Given task:
Please copy out every one of the records below word for word, keeping each line as it appears.

===== Recorded data =====

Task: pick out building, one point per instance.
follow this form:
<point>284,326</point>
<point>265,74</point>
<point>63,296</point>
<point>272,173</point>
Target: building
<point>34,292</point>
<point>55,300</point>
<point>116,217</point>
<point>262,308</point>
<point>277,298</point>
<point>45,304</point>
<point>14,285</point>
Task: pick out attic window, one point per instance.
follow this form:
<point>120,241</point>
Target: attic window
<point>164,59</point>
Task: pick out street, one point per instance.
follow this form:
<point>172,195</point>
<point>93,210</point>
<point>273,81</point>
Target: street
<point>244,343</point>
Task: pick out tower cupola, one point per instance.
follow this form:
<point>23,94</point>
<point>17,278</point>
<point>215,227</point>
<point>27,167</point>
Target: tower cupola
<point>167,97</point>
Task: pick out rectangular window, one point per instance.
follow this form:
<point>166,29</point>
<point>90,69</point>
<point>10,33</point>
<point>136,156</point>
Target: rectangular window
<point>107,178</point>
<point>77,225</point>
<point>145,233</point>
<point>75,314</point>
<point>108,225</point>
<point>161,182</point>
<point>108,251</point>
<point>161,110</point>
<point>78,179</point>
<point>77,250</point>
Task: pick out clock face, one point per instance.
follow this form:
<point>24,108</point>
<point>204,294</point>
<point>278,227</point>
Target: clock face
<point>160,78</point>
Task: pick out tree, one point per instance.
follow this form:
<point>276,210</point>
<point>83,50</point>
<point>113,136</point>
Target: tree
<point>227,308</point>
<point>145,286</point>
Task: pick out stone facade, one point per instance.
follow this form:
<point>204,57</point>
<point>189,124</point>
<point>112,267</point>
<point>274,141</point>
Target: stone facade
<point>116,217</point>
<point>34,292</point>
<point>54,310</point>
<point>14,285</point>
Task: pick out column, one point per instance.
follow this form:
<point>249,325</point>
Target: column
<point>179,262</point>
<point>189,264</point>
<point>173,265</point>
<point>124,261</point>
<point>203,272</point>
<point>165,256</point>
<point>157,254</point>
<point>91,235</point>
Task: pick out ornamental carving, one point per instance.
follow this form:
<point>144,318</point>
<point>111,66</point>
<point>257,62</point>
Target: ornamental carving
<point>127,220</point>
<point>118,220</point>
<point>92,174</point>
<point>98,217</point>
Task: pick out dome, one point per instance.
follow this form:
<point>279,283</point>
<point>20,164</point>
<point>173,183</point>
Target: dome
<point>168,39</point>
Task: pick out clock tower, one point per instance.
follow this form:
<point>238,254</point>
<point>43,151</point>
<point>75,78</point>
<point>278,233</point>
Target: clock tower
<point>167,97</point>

=====

Answer for the task:
Task: pick out building, one point per instance.
follow this form:
<point>284,326</point>
<point>265,74</point>
<point>63,296</point>
<point>272,173</point>
Target: building
<point>34,292</point>
<point>55,300</point>
<point>116,217</point>
<point>262,308</point>
<point>277,298</point>
<point>45,304</point>
<point>14,285</point>
Task: pick out attic window, one point per instance.
follow this form:
<point>120,241</point>
Target: attic window
<point>164,59</point>
Task: pick out street, one point per instance.
follow this form:
<point>172,195</point>
<point>93,210</point>
<point>273,81</point>
Target: street
<point>244,343</point>
Task: pick out tower cupola, one point per instance.
follow this form:
<point>23,94</point>
<point>17,278</point>
<point>215,227</point>
<point>27,167</point>
Target: tower cupola
<point>167,97</point>
Task: pick out rectangular window, one point per instance.
follow this form:
<point>166,29</point>
<point>90,69</point>
<point>10,33</point>
<point>136,156</point>
Target: rectangular window
<point>107,178</point>
<point>77,225</point>
<point>145,233</point>
<point>75,314</point>
<point>108,225</point>
<point>161,182</point>
<point>108,251</point>
<point>161,110</point>
<point>78,179</point>
<point>77,250</point>
Task: pick out clock face, one point per instance.
follow this form:
<point>24,108</point>
<point>204,294</point>
<point>278,227</point>
Target: clock face
<point>160,78</point>
Task: pick out tree, one point per instance.
follow this form:
<point>276,210</point>
<point>83,50</point>
<point>113,136</point>
Target: tree
<point>227,308</point>
<point>145,286</point>
Task: pick out stone facade, one point per instance.
follow this form:
<point>204,57</point>
<point>189,124</point>
<point>112,267</point>
<point>274,141</point>
Target: stone facade
<point>116,217</point>
<point>34,292</point>
<point>54,310</point>
<point>14,285</point>
Task: pick out column, one point per instance.
follow this form:
<point>249,325</point>
Target: column
<point>179,262</point>
<point>189,264</point>
<point>173,265</point>
<point>124,261</point>
<point>203,272</point>
<point>165,256</point>
<point>157,254</point>
<point>91,235</point>
Task: pick out ornamental carving, one point per instance.
follow this form:
<point>144,318</point>
<point>111,66</point>
<point>257,62</point>
Target: ornamental carving
<point>127,220</point>
<point>118,220</point>
<point>92,174</point>
<point>98,217</point>
Task: pick out dome, one point per instance.
follow this form:
<point>279,283</point>
<point>20,164</point>
<point>173,183</point>
Target: dome
<point>168,39</point>
Task: pick out clock tower, one point per instance.
follow this form:
<point>238,254</point>
<point>43,151</point>
<point>75,78</point>
<point>278,233</point>
Target: clock tower
<point>167,97</point>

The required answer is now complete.